● **What is being asked**
Rewrite the stretch from the line containing "of the city" through the line containing "Target: residential building", both included, giving only those lines and keeping the requests. Multiply every answer point coordinate by 1.05 and round to whole numbers with halves rounded up, but leave the sample coordinates in the requests unchanged.

● **The input**

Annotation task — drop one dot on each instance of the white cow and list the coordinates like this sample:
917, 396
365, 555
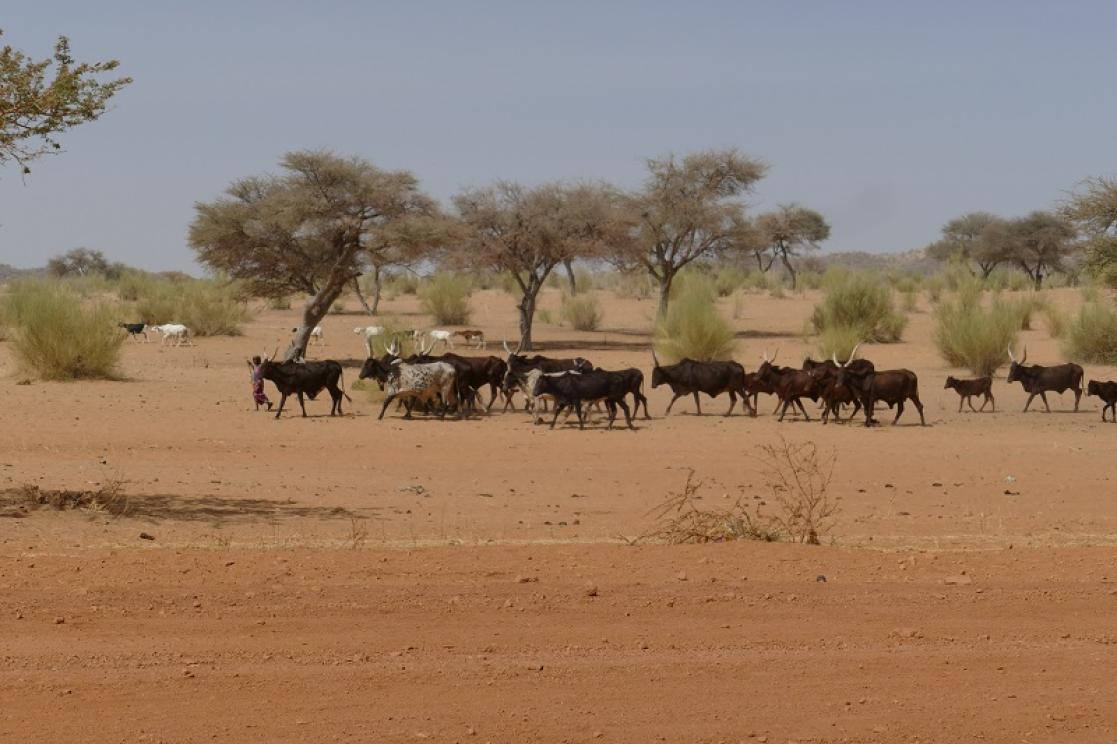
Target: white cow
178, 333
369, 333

---

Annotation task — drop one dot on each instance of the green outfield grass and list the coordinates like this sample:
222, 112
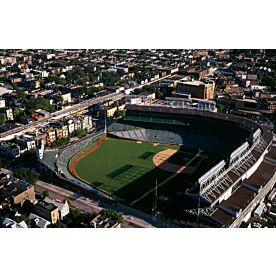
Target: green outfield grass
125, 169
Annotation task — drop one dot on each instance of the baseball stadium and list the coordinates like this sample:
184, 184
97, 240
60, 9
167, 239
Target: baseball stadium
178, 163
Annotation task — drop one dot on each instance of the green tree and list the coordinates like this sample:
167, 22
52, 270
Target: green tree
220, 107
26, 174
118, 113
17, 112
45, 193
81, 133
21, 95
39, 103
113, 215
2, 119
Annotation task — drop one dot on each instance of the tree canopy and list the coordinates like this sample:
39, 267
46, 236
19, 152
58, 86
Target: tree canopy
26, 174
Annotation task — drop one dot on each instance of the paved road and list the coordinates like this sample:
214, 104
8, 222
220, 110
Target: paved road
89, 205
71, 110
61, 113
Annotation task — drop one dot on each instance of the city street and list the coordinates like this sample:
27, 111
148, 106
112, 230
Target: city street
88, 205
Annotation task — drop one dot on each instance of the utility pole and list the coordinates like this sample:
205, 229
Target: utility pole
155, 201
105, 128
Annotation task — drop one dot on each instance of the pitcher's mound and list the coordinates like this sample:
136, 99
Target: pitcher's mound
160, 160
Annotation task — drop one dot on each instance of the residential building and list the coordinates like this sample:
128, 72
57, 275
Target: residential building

* * *

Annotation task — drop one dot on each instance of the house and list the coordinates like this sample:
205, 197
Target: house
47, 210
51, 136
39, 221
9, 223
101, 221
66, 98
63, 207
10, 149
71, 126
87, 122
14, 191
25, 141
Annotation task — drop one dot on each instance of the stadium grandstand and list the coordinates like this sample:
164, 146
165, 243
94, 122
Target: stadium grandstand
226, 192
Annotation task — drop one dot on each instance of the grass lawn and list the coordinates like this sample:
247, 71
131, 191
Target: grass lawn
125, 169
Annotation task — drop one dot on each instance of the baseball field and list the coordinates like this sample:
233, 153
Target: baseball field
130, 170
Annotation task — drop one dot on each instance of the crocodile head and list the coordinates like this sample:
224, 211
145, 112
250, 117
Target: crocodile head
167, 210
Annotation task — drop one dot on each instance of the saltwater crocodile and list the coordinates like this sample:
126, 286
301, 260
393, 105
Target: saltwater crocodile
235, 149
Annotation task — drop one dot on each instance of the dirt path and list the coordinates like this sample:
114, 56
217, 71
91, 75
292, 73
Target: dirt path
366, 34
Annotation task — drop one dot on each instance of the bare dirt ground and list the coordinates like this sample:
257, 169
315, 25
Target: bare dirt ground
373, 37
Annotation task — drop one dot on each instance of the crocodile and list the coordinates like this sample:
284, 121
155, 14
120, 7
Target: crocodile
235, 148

● **Reply to the exercise**
Annotation task — drop one dot on each instance of the city street and list the coordinates like this sample:
27, 111
148, 106
112, 230
Target: city street
92, 215
Annotation task — drop one dot on each instance of the utility pole and list the coordinates like this sample:
205, 229
Target: utility pole
163, 211
110, 134
Annotation task — drop one dot on each instance of the pitcher's mound and list the coordinates like this sample:
136, 99
Target: pitcher's mound
168, 168
Annotation task — drop one dot on each instance of the residential building and list the coordinates like this sample:
128, 72
57, 275
Target: residential building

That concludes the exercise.